* [TASK TO CARRY OUT]:
Please repeat the records below exactly, from the first line through the line containing "All paths have fill-rule evenodd.", and nothing more.

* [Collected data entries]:
□ □ □

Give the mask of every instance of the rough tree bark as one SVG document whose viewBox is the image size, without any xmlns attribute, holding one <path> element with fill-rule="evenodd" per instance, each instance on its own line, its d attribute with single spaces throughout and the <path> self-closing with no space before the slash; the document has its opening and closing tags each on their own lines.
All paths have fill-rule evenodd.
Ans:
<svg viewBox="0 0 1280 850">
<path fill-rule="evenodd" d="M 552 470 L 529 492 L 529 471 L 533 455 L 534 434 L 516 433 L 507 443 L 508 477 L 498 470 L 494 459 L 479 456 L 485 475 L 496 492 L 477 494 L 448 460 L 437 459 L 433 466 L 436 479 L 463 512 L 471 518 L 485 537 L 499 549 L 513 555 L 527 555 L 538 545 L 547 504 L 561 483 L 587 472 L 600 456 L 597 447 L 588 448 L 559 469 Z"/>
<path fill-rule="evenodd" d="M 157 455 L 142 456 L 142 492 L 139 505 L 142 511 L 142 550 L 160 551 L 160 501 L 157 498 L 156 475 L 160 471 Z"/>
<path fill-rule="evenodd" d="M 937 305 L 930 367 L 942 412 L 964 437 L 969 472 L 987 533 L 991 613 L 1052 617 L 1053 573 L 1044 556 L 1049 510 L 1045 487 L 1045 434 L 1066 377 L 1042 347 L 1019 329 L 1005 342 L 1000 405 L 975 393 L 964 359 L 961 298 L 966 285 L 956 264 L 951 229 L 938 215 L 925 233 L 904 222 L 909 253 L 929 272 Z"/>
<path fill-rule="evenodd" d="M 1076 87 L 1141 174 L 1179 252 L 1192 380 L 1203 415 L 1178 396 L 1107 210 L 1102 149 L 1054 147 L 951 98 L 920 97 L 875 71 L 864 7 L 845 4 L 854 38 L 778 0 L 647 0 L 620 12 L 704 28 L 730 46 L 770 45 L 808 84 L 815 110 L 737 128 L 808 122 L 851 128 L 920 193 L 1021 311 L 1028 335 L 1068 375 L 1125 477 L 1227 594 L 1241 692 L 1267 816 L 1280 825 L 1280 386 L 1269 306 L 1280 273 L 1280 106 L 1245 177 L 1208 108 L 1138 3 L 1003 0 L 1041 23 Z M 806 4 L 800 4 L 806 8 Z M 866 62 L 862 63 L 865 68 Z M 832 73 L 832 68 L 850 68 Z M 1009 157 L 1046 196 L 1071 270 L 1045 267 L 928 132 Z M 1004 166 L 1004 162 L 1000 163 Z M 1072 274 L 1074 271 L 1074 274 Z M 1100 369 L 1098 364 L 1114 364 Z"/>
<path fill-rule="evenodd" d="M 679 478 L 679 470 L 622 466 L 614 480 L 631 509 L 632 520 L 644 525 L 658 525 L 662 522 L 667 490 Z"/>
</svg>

□ □ □

* [WRITTEN REPLY]:
Give the mask of every instance of the rough tree bark as one SVG document whose viewBox is the image size, without any xmlns attribute, holding one <path> element with fill-rule="evenodd" per instance, each instance on its own line, its d attribute with single spaces throughout and the <path> self-closing with no space before the slash; the document has its opening and closing tags each on their own lines.
All paths have fill-rule evenodd.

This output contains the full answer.